====== Material for this task
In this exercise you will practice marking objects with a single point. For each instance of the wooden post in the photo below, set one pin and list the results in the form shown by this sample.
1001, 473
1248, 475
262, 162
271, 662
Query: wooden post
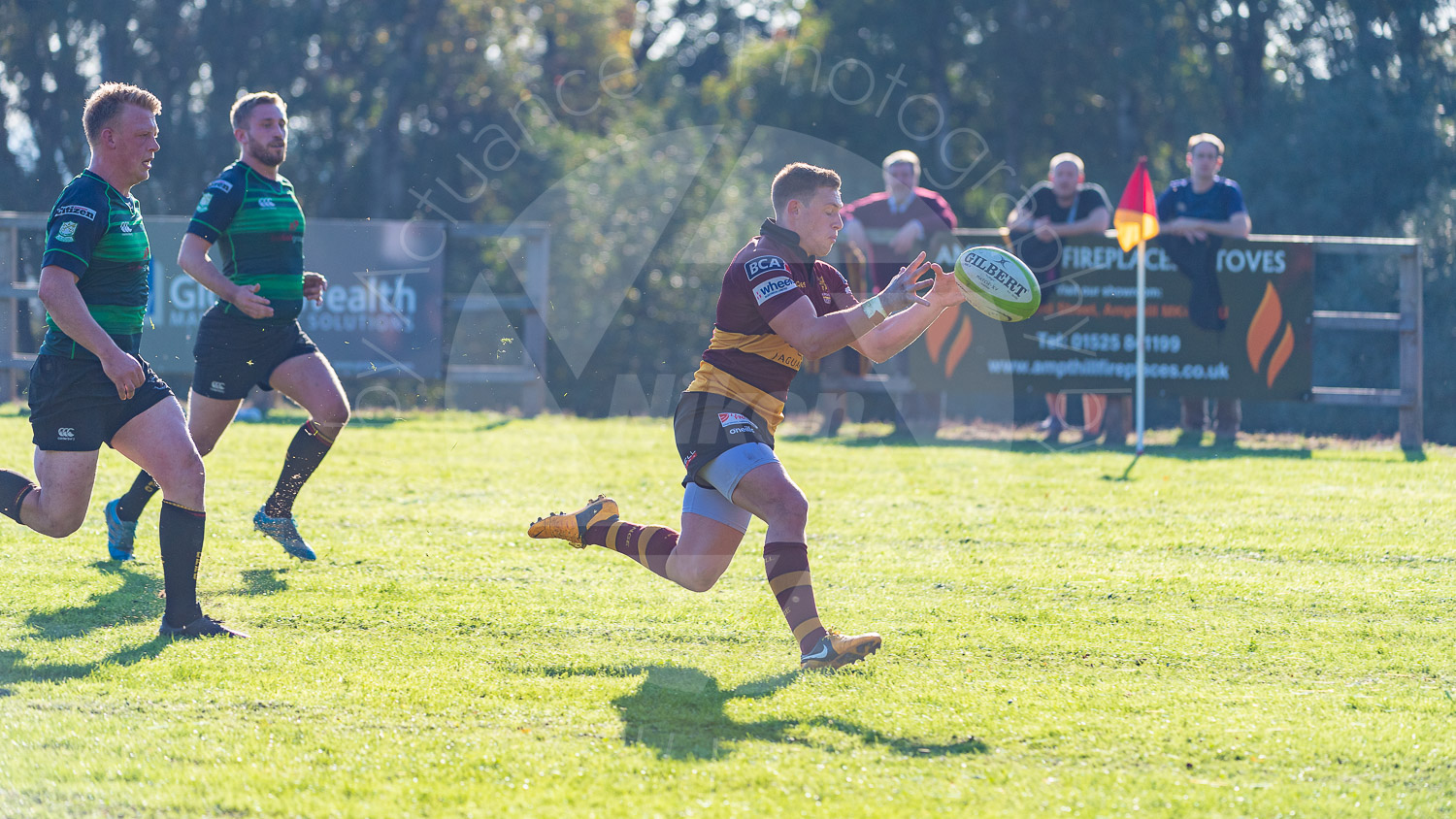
11, 331
538, 285
1412, 392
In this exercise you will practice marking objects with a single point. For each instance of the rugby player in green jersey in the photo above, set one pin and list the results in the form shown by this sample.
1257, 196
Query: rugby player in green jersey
252, 221
87, 384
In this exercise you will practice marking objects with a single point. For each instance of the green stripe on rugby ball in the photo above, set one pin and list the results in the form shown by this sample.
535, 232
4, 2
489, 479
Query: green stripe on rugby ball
998, 284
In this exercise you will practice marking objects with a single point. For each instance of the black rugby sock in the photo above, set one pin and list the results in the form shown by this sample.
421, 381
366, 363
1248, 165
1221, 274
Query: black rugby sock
131, 504
181, 531
14, 487
305, 454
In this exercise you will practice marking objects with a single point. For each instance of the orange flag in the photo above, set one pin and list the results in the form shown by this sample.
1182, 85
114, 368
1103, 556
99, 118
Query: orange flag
1136, 217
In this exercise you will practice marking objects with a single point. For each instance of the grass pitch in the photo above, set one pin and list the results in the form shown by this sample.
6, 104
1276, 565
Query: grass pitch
1266, 633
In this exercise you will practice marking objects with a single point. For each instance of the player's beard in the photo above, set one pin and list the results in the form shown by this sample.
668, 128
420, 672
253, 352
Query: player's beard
267, 154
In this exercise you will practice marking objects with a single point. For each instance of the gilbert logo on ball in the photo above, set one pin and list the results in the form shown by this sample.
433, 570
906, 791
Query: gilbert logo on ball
998, 284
============
Task objective: Starting with the line that contains "of the gilbert" and going on through the last line, write those lines out again with the requests included, scaling every answer coordinate by 2.3 and rounding to whole numbers, with halves rounded up. Keep the numbers in the requests and their format samples unchanged.

Result of this task:
In this exercise you will practice marking objects with a single point. For each instance of the gilbert logo on ball in the photo above, set one pin and list the results in the form shown by this sample.
433, 570
906, 791
Query: gilbert logo on ball
2295, 653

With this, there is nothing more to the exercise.